> _EXERCISE DESCRIPTION_:
In the article on the Southern Cameroons conflict, which university organized one of the conferences on US Senate Resolution 684?

US Congress Blazes the Trail in Mobilizing International Coalition for Internationally Mediated Settlement to Ongoing Genocide in Southern Cameroons

The dust is yet to settle on a New Year-Day Resolution passed by the US Senate with far-reaching directives on measures that need to be taken to force the parties to the ongoing Southern Cameroons genocidal war onto the negotiation table. The passage of that resolution has continued to reverberate around the world with discussions held in the UK and Canadian Parliaments for follow-up.

Southern Cameroonians in good numbers now want nothing short of independence (C) DW

Earlier this week, separate conferences were held with experts in various disciplines related to international conflict resolution drawn from around the world to discuss the implications and impact of the US Senate Resolution 684 on the global search for a solution.  Participants at one of the conferences organized by Oxford University in the United Kingdom examined various ways by which other international actors can take the cue from the US Senate to push for greater action to end what is now referred to as one of the most neglected armed conflicts and humanitarian disasters in the world. At all these discussions, it was established that France bears a huge responsibility in the current escalation of hostilities on the ground, on account of the country’s ambiguous role and eagerness to block multilateral efforts to bring the ongoing genocide to the table for an internationally mediated settlement.

On Wednesday, February 17, a group of 25 US House Representatives and Senators addressed a correspondence to President Joe Biden, urging his administration to issue “…an immediate 18-month designation of either Temporary Protected Status (TPS) or Deferred Enforced Departure (DED) for Cameroon, considering the worsening conditions in the country”.

Senator Chris Van Hollen, Democrat Representing the State of Maryland (C) vanhollen.org

The Legislators, led by Senator Chris Van Hollen and House Representative Anthony G. Brown note that the escalation of the ongoing conflict in the country and worsening humanitarian conditions, marked by increased military and police brutality make it hazardous to deport anyone back to Cameroon at this time because they could be killed or detained under horrible conditions.

> _Natural-language object grounding data_:
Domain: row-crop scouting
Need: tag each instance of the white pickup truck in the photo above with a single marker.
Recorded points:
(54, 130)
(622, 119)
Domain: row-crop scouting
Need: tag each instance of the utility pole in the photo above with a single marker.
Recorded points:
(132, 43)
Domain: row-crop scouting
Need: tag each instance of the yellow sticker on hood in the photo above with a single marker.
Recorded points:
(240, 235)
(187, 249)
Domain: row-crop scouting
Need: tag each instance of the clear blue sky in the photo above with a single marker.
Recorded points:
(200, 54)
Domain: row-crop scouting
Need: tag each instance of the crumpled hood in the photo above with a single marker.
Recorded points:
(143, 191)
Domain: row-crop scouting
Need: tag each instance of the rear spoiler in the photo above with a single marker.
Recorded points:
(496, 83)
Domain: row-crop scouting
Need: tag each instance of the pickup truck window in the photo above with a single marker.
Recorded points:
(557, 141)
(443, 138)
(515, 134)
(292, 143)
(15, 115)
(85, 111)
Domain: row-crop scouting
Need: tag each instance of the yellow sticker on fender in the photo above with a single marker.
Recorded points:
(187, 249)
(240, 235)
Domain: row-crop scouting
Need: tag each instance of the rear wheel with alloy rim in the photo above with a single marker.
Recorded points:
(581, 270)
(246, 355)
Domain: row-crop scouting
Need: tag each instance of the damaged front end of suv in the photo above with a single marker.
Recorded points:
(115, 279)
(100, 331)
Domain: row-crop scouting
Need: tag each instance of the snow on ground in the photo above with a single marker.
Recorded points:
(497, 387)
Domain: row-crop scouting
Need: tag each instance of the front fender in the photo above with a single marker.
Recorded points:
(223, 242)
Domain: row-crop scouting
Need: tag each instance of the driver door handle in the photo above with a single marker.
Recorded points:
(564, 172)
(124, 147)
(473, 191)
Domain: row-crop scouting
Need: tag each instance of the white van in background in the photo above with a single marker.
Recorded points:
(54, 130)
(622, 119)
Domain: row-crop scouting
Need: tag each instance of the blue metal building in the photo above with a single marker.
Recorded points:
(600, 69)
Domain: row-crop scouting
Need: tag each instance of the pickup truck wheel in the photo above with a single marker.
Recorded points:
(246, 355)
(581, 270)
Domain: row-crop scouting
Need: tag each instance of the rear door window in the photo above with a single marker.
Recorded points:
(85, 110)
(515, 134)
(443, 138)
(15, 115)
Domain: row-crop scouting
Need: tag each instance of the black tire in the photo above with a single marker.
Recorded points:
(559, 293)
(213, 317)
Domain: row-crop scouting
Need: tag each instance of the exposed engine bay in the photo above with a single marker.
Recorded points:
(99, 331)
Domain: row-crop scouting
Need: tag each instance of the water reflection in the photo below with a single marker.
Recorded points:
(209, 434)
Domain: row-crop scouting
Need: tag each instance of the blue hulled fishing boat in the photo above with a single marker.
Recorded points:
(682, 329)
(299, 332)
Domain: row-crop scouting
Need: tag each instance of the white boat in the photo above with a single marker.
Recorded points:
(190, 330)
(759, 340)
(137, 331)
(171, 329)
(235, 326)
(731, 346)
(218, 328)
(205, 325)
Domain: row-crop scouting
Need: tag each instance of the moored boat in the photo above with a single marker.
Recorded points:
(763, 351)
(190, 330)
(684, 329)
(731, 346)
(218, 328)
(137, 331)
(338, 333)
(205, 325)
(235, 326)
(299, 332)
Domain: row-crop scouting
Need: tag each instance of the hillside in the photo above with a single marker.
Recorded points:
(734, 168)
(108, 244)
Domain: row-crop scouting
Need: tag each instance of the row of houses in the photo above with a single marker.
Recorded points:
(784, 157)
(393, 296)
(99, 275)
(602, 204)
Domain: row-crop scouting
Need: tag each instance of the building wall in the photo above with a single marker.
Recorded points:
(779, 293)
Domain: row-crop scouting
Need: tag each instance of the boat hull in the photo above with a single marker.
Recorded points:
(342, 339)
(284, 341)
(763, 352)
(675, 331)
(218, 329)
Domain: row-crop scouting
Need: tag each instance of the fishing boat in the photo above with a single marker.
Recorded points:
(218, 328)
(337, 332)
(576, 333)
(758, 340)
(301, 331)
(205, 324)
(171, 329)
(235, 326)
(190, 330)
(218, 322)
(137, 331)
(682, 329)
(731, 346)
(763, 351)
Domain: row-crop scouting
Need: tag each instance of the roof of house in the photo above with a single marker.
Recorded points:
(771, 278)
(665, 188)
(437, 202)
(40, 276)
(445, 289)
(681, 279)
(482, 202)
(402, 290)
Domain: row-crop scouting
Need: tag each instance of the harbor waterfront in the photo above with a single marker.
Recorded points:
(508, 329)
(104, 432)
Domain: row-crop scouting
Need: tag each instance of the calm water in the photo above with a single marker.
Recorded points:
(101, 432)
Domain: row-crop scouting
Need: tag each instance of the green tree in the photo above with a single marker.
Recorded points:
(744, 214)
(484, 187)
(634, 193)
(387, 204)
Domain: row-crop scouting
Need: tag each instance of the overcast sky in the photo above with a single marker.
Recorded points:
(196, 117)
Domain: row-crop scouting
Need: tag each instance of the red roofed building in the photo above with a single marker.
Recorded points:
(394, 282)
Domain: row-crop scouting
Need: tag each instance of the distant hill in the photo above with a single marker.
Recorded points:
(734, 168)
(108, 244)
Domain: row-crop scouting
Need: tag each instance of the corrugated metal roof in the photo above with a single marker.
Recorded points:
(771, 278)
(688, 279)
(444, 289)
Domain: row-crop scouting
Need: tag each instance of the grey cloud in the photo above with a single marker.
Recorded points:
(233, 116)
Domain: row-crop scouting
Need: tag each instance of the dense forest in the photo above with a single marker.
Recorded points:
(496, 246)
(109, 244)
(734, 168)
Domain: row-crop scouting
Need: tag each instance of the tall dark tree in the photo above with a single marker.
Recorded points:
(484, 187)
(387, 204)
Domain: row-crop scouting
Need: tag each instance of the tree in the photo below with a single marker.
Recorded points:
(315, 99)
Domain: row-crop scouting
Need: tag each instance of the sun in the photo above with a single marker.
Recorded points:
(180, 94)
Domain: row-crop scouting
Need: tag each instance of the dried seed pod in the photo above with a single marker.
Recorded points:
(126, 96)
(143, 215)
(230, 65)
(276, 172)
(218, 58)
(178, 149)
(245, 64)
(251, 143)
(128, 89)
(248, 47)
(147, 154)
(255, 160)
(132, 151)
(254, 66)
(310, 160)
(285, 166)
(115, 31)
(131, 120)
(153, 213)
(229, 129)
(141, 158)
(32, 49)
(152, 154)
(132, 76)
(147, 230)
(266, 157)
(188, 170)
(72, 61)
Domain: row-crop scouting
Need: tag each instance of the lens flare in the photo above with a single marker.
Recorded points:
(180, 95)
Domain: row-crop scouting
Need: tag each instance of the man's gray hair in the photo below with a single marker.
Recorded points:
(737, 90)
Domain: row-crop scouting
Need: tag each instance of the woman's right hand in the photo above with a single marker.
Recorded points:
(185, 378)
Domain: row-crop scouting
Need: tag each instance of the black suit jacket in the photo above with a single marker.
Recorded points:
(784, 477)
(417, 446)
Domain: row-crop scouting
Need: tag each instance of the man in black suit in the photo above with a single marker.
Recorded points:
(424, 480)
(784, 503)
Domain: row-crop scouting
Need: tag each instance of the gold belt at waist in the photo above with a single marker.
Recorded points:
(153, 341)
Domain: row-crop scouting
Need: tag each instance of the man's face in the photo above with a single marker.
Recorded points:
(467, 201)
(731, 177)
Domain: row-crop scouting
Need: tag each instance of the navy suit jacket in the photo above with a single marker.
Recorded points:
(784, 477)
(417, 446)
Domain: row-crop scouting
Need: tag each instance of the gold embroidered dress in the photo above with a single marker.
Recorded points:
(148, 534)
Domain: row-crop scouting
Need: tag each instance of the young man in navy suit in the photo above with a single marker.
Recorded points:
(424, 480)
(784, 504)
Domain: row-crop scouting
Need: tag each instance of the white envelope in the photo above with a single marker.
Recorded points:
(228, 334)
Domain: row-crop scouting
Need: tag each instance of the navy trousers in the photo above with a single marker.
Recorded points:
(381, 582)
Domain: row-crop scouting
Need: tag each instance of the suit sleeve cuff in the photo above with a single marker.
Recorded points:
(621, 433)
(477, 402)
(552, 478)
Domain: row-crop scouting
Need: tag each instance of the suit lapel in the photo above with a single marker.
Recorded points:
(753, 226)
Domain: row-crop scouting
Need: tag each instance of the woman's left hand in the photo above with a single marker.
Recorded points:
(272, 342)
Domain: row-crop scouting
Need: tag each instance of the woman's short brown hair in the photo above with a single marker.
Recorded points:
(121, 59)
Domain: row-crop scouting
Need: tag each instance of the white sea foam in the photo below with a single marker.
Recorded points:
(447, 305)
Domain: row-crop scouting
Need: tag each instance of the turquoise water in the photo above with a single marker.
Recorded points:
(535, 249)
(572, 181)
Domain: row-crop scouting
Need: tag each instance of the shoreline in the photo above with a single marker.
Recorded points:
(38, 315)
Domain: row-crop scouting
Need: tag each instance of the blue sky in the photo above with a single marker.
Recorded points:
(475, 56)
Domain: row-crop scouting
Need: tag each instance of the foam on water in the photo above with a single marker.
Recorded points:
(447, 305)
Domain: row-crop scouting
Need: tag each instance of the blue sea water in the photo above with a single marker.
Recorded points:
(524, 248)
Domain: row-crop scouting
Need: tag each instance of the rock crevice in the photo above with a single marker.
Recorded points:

> _EXPECTED ANSWER_:
Oxford University in the United Kingdom.